Start Given data

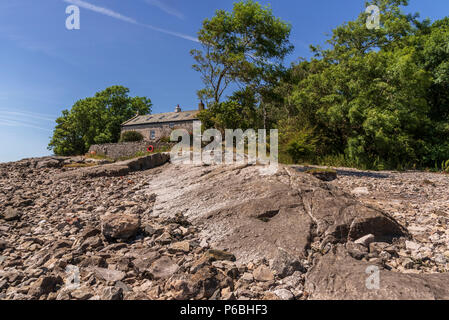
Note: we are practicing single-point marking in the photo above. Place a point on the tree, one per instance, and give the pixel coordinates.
(96, 120)
(367, 95)
(245, 46)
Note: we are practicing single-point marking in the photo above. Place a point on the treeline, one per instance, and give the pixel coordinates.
(375, 99)
(96, 120)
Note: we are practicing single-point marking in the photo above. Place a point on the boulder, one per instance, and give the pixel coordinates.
(109, 275)
(366, 240)
(120, 226)
(163, 268)
(217, 255)
(11, 214)
(45, 285)
(337, 276)
(262, 273)
(285, 264)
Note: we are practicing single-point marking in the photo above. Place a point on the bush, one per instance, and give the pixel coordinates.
(131, 136)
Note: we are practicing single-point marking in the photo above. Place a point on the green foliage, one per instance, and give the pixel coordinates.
(376, 99)
(297, 143)
(228, 115)
(95, 120)
(245, 46)
(445, 166)
(131, 136)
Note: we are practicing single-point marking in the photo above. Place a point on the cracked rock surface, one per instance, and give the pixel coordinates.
(201, 232)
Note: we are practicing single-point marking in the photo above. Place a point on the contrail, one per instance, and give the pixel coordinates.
(27, 114)
(116, 15)
(164, 7)
(11, 123)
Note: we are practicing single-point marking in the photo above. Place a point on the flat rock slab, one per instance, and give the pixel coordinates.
(337, 276)
(253, 215)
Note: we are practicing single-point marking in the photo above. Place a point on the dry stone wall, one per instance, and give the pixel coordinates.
(124, 149)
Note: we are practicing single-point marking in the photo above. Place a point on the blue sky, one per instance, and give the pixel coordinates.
(141, 44)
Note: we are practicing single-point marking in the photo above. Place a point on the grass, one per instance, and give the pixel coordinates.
(144, 154)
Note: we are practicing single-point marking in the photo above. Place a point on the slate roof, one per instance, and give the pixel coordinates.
(162, 118)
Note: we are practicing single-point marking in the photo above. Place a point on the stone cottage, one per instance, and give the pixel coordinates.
(156, 126)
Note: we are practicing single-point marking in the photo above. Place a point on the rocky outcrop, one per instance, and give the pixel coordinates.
(198, 232)
(339, 276)
(119, 169)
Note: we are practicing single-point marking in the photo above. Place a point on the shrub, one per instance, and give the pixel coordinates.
(131, 136)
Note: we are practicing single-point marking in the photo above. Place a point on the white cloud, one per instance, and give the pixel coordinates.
(166, 8)
(115, 15)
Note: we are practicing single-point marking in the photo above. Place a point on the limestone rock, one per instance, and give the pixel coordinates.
(285, 264)
(120, 226)
(366, 240)
(11, 214)
(263, 273)
(337, 276)
(163, 268)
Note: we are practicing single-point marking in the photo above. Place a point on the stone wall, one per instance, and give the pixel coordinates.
(124, 149)
(159, 130)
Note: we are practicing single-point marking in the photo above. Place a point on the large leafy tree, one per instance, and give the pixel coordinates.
(245, 46)
(369, 95)
(95, 120)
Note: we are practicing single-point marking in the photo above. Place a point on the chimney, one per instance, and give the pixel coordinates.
(201, 106)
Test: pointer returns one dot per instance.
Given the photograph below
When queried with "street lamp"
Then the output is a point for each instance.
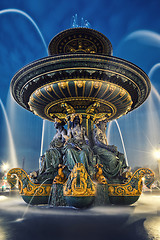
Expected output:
(5, 167)
(157, 156)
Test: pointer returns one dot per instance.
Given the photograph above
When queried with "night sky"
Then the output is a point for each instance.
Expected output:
(133, 28)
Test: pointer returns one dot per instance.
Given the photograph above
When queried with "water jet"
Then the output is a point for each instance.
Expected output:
(81, 85)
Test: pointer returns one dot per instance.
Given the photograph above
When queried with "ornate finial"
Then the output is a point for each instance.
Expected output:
(68, 108)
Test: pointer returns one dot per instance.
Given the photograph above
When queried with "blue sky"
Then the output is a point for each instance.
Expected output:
(133, 28)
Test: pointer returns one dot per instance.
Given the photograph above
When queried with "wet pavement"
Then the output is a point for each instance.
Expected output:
(137, 222)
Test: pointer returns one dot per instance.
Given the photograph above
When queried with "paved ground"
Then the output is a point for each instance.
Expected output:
(137, 222)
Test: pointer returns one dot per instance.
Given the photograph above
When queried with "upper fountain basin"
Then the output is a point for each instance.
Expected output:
(80, 80)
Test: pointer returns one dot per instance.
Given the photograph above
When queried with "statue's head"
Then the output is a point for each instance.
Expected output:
(59, 123)
(101, 121)
(76, 119)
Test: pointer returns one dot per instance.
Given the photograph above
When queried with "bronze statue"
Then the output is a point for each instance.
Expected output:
(113, 162)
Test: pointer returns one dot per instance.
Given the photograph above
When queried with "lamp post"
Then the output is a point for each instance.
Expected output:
(157, 156)
(5, 167)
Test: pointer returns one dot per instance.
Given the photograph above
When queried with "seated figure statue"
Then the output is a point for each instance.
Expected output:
(77, 149)
(113, 161)
(52, 157)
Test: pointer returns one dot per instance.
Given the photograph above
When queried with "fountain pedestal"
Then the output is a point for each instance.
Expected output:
(82, 85)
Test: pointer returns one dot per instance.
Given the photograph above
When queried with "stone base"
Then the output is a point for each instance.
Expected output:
(102, 198)
(56, 196)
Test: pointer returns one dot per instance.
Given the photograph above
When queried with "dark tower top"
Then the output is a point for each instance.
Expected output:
(80, 40)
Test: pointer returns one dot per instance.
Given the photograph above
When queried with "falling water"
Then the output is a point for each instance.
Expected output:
(150, 74)
(109, 131)
(13, 10)
(42, 141)
(12, 148)
(120, 133)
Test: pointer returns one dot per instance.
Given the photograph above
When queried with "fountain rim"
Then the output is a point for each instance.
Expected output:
(83, 56)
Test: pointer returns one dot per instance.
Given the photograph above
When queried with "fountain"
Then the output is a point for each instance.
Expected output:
(81, 85)
(13, 157)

End Given data

Find every line in the records that contains the word "blue", and copy each of those lines out in full.

_Task response_:
Note: we are practicing single-point marking in the photo above. Place a point on the blue sky, one per instance, and give the pixel coordinates.
When queried with "blue sky"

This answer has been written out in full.